**Work task A:** Translate this sentence from the article on lab-grown hearts into Spanish: "Bioengineering is the process of building or growing real human organic parts for use in real human beings."
**Work task B:** For each statement, say yes or no depending on whether it agrees with the article on lab-grown hearts, and quote the words that decide it. (i) The first organically grown human body part was a bladder grown in North Carolina in 1996. (ii) The heart's scaffolding is made up of cartilage. (iii) The stem cells that cover a scaffold come from a donor.
┌─ Passage
(Medical Xpress)—Researchers in Spain, led by doctor Francisco Fernandez-Aviles, are blazing a trail in bioengineering that could result, the Wall Street Journal reports, in human hearts, or parts of them, being grown in a lab and transplanted into live patients, within the next decade. It's all due to advances in technology that have seen organs such as bladders and windpipes grown and implanted into patients, replacing those that have been damaged due to disease.
Bioengineering is the process of building or growing real human organic parts for use in real human beings. It's all based on coaxing stem cells into growing into whatever body part is desired. To accomplish that feat, researchers are trying several techniques. One way is to build or acquire what is known as a scaffold, which is the underlying structure that causes an organ to have a particular shape. With an ear for example, the scaffolding is made up of cartilage—a softer organ, such as the heart also has scaffolding, though it's made up of collagen and several types of proteins.
The first successful creation of an organically grown human body part came about in a lab in North Carolina in 1996—there a team successfully grew a human bladder. Since that time, more bladders have been grown and have been successively implanted into patients, as have wind pipes, noses, urethras, tear ducts, and arteries. Scaffolds are built using natural resins, fibers and other materials, in mold casings. Once built, they are covered with stem cells (taken from the patient's bone marrow, fat, etc.), which are then coaxed, using various chemicals, into growing into the material that normally covers the scaffolding. Growing organs has evolved to the point that implanting them into patients around the world has become nearly routine. But not so for some organs, primarily the heart, which is unique for several reasons. One of them is because it's so vital—if it fails, the person dies. Another is because it's vastly more complex than an ear, nose or larynx. It's taken a lot of trial and error by researchers such as Aviles and his team at the Gregorio Marañón hospital in Spain to make small inroads. The team there, using research done by Doris Taylor, is testing a way to use the scaffolding from a donor as the basis for growing a new heart, and then teasing individual components into growing into the needed parts, e.g. those that beat, form blood vessels, conduct electrical signals, etc. One of those components, a successfully grown coronary artery is to be implanted into a live patient as early as late this year.
In looking at the pattern of success the team has achieved, Aviles and his team say they are confident that they will be able to grow a working heart within five years, and should be ready to implant one into a patient within a decade's time.
└─
┌─ Extracted records
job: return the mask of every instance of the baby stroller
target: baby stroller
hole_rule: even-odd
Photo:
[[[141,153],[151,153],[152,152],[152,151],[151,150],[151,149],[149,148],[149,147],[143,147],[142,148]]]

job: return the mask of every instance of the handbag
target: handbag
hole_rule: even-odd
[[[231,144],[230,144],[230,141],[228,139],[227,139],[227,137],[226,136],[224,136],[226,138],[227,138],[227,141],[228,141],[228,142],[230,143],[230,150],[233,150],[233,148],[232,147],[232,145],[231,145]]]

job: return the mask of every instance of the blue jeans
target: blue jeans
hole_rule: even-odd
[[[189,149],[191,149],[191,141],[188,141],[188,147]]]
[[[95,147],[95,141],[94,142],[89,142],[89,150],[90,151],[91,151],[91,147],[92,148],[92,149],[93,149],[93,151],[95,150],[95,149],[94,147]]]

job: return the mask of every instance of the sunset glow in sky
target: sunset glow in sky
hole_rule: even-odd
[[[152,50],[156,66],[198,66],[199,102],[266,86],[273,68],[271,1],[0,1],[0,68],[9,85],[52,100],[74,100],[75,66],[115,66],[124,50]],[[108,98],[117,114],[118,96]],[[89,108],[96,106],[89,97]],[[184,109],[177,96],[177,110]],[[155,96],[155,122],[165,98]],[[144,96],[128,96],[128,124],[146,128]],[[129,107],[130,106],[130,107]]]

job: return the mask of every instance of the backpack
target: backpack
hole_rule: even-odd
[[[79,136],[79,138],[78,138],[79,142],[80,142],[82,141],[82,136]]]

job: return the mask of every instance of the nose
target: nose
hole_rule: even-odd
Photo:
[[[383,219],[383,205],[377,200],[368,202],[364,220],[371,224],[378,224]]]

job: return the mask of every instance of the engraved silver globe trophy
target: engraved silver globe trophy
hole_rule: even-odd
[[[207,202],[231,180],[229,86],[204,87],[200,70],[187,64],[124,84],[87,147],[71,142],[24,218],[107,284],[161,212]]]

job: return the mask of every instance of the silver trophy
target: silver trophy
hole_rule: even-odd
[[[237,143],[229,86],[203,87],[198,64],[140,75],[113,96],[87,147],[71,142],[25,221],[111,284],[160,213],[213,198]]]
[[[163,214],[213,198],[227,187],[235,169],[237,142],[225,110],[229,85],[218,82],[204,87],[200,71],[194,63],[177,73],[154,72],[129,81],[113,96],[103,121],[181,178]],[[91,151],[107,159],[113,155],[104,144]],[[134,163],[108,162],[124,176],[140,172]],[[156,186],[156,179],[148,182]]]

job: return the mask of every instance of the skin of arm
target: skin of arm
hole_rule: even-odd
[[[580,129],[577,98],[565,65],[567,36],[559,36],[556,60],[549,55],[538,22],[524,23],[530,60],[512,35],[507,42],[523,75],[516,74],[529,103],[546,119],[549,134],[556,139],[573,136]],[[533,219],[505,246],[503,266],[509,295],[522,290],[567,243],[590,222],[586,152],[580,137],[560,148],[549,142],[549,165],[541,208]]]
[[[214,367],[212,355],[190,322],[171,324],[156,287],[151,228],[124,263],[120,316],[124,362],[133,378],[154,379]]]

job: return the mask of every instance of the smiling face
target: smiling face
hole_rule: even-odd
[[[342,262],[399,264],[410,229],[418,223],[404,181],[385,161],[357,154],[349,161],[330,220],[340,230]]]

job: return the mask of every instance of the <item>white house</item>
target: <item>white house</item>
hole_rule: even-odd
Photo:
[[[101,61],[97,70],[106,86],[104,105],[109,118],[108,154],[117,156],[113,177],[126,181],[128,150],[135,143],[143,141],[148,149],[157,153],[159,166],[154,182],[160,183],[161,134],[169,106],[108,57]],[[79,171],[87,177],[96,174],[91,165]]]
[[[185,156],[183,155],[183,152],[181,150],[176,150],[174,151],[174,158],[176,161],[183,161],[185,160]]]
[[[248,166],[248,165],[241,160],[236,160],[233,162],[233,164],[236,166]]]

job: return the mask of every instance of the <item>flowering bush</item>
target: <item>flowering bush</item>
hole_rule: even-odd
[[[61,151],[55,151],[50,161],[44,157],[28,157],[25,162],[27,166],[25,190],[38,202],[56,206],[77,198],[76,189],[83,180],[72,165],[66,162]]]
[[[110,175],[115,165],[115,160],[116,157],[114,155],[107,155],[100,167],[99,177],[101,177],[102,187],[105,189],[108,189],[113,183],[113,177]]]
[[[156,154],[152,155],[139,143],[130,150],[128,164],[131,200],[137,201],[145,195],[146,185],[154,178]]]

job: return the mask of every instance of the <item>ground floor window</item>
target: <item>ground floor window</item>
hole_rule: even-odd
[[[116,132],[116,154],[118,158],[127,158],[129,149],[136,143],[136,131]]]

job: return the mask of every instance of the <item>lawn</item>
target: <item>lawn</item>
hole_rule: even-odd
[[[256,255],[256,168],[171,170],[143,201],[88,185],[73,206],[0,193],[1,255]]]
└─
**Worked solution A:** La bioingeniería es el proceso de construir o cultivar partes orgánicas humanas reales para su uso en seres humanos reales.

**Worked solution B:**
(i) Yes: "The first successful creation of an organically grown human body part came about in a lab in North Carolina in 1996—there a team successfully grew a human bladder."
(ii) No: "a softer organ, such as the heart also has scaffolding, though it's made up of collagen and several types of proteins"
(iii) No: "taken from the patient's bone marrow, fat, etc."